→ **Text section**
My brothers and sisters,1
I hope that you’re enjoying this beautiful Christmas season with your families and loved ones. Even if it is a different one given the current situation — the challenge of the coronavirus pandemic.
And today, as we know, we celebrate the feast of the Holy Family.
And it is one of the beautiful things that we celebrate every year during this Christmas season.
As a matter of fact, I think the Christmas season is one great “family feast.” At the heart of the Christmas story is the holy family of Jesus, Mary, and Joseph. But we also know the story of our Lord’s coming into the world involves the story of St. John Baptist’s family, St. Elizabeth and her husband, Zechariah.
And today, in the first reading we hear another family story, the story of Abram and his wife, Sarah.
And it’s interesting, my brothers and sisters, when we read the sacred history in the pages of the Old Testament, we’re always amazed by how God unfolds his plan for the world, patiently and with love.
God prepared the Blessed Virgin Mary to bring his only Son into the world. But as we hear today, beginning even thousands of years before that, he was preparing the way for Jesus, with the miraculous birth of Isaac.
We also notice, when we reflect on the Word of God, that God our Father is always carrying out his plans through the lives of humble, ordinary people. In the eyes of the world, Abram and Sarah are not “special” or privileged people. Neither were Mary and Joseph.
In the passage of the Gospel today, we see Mary and Joseph simply following the law of the Lord in presenting their newborn Son, Jesus, in Temple at Jerusalem. And then the Gospel tells us very simply:
They returned to Galilee,
to their own town of Nazareth.
The Child grew and became strong, filled with wisdom;
and the favor of God was upon him.
And as we hear these words, we think about our own families. The simple duties of our own ordinary lives.

→ **Dataset content**
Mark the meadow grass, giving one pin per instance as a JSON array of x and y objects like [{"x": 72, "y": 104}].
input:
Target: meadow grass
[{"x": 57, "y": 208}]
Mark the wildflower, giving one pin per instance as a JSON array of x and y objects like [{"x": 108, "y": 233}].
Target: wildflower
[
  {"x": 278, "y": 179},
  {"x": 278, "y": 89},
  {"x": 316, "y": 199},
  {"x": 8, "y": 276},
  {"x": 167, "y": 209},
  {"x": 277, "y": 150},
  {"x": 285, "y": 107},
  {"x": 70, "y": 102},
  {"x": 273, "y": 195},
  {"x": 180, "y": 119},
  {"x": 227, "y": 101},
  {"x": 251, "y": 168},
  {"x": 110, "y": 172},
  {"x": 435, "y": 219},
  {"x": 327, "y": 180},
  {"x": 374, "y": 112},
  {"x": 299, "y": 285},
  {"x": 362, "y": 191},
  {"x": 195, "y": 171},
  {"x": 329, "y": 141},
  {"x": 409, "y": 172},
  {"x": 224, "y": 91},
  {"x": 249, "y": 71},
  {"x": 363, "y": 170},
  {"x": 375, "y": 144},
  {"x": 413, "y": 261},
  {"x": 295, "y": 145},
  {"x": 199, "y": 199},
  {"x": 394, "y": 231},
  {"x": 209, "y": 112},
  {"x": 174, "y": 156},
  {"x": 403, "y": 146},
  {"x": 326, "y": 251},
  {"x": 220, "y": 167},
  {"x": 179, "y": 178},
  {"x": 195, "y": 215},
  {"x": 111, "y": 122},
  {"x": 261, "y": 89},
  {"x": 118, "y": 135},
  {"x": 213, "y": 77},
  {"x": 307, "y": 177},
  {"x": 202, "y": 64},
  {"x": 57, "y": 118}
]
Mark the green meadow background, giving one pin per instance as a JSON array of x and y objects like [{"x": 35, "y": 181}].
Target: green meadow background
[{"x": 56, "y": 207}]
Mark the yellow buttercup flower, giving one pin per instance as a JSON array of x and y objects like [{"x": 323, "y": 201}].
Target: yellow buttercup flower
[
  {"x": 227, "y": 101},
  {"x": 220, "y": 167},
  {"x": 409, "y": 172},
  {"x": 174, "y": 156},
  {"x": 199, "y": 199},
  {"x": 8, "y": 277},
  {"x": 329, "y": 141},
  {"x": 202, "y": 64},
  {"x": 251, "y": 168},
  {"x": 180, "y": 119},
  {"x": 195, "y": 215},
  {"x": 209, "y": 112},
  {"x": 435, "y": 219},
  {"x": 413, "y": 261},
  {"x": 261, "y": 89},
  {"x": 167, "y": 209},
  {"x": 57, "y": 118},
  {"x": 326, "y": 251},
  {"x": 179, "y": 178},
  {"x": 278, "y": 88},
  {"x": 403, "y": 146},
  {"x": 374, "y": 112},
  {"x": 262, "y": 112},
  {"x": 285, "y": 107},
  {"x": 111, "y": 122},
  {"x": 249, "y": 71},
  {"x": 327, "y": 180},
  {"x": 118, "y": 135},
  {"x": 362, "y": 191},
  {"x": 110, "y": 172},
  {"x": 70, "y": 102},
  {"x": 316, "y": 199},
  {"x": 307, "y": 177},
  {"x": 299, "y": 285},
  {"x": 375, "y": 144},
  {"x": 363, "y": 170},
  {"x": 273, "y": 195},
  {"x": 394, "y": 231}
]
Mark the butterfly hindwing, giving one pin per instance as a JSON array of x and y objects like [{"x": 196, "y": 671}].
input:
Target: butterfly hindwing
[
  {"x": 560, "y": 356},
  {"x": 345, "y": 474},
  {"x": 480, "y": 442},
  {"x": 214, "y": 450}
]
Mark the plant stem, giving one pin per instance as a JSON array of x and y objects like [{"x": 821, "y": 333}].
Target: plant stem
* * *
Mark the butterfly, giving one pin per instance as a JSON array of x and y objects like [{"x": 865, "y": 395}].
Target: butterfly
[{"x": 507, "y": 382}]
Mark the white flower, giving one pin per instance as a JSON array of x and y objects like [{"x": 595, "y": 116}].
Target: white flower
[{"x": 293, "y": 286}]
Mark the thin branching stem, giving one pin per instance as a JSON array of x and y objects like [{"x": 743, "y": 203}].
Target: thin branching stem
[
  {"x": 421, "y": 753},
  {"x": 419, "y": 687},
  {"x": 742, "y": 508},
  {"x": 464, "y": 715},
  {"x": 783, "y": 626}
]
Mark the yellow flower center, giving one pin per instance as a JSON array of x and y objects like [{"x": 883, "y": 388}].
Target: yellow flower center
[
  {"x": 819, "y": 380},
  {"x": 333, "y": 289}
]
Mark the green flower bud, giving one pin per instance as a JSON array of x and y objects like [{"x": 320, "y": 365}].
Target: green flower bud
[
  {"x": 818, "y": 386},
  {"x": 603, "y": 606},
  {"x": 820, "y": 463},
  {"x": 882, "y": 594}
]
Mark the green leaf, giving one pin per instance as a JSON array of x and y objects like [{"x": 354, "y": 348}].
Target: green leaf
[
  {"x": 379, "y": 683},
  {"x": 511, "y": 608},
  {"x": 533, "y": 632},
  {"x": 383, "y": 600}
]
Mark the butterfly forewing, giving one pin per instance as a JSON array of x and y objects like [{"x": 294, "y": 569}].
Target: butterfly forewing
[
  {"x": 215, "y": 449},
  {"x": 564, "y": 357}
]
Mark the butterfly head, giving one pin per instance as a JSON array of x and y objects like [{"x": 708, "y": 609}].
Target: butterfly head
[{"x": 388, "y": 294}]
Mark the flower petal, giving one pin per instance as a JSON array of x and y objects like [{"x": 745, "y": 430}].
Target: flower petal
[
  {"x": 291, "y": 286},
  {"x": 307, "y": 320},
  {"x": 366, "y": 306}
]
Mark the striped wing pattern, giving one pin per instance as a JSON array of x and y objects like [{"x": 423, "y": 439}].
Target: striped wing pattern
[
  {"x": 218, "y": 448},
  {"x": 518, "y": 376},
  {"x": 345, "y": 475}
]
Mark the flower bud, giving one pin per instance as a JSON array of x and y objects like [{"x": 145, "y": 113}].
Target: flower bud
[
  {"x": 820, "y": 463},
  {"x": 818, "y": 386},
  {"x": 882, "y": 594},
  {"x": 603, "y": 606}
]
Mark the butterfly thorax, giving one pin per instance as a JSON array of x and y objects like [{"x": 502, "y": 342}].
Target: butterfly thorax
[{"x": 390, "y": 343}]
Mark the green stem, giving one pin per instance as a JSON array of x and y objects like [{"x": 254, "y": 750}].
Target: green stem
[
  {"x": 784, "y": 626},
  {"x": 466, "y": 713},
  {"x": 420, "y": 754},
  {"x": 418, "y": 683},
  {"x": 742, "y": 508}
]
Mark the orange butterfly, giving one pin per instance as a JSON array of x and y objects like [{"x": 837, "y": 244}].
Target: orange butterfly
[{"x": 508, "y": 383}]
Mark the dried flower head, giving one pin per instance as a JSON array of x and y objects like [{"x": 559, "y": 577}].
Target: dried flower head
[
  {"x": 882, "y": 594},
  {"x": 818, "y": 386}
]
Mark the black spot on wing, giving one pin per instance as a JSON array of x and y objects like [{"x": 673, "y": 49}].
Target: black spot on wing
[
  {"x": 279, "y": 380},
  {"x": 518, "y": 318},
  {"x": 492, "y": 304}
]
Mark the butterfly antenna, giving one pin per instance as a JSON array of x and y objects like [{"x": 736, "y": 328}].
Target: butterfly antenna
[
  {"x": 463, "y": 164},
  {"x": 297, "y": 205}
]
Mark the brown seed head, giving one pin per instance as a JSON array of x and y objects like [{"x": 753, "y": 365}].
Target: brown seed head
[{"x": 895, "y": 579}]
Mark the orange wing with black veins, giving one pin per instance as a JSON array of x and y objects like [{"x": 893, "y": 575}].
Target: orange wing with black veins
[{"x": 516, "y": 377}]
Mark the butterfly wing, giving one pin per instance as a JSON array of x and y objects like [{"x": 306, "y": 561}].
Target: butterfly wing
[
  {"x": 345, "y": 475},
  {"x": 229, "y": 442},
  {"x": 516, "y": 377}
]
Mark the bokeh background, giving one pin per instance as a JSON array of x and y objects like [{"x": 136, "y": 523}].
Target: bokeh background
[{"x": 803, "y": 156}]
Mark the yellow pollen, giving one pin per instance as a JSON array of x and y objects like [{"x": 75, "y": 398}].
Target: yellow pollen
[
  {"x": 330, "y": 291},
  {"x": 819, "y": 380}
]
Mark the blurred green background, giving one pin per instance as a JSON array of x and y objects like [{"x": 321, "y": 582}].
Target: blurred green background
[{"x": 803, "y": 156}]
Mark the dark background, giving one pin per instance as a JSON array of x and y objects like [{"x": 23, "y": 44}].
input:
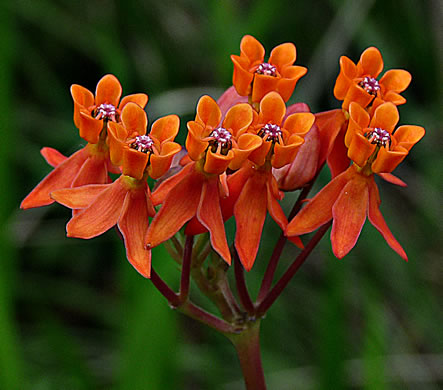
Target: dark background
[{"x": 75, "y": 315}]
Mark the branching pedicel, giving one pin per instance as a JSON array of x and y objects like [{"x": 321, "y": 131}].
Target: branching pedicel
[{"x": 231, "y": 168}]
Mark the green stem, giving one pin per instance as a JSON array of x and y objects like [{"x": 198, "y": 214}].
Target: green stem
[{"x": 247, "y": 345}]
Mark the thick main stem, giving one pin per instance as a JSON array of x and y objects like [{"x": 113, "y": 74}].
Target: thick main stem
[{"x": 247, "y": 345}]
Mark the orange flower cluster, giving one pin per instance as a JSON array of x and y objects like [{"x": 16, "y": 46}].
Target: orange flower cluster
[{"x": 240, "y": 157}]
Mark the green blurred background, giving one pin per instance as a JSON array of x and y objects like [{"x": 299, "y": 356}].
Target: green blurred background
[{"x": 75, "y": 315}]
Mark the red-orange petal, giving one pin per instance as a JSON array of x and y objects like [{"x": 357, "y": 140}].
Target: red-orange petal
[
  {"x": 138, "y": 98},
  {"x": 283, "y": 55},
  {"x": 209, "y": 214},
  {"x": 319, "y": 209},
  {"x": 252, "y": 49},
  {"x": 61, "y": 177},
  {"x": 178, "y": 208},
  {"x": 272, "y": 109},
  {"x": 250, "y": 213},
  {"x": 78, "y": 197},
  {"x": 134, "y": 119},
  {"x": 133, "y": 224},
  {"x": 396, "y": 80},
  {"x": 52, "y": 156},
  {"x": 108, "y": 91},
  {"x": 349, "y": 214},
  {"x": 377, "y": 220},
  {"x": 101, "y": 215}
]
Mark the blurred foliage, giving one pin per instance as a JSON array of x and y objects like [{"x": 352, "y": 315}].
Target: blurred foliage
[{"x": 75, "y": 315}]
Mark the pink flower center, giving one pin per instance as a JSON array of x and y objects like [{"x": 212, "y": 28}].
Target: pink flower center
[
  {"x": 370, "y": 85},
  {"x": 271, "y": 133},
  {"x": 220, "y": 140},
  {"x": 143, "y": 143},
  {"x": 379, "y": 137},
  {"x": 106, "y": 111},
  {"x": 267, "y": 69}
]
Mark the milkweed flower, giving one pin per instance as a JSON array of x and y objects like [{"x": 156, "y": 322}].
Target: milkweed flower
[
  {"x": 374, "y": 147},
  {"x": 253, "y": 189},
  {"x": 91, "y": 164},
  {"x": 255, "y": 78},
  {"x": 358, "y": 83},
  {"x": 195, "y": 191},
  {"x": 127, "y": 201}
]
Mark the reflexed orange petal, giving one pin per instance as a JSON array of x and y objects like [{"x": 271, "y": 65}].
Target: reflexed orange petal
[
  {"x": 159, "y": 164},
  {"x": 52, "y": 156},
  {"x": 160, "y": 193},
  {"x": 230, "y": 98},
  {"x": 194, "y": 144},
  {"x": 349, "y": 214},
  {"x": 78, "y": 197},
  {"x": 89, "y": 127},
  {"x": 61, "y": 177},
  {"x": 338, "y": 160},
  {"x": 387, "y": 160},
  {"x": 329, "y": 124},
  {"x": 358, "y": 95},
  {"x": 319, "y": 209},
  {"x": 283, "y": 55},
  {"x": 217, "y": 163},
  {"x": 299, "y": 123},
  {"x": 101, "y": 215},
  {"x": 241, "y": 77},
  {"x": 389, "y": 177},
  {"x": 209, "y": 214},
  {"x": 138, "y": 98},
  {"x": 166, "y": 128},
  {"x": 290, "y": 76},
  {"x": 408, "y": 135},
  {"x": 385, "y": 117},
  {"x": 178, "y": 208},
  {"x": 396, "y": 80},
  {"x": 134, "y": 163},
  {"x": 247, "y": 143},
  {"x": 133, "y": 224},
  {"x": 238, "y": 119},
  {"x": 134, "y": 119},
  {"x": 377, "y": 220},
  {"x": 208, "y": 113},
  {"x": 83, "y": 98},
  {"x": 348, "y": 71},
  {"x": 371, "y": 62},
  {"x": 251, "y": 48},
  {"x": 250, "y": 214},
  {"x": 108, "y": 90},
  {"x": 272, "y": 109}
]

→ **Problem set**
1 > Update the homily from "And today, in" through "birth of Isaac.", replacing "Abram" with "Abraham".
2 > According to the homily, which feast is being celebrated on this day?
The listing is separate material, unrelated to the homily.

→ **Answers per task**
1 >
And today, in the first reading we hear another family story, the story of Abraham and his wife, Sarah.
And it’s interesting, my brothers and sisters, when we read the sacred history in the pages of the Old Testament, we’re always amazed by how God unfolds his plan for the world, patiently and with love.
God prepared the Blessed Virgin Mary to bring his only Son into the world. But as we hear today, beginning even thousands of years before that, he was preparing the way for Jesus, with the miraculous birth of Isaac.

2 > The feast of the Holy Family.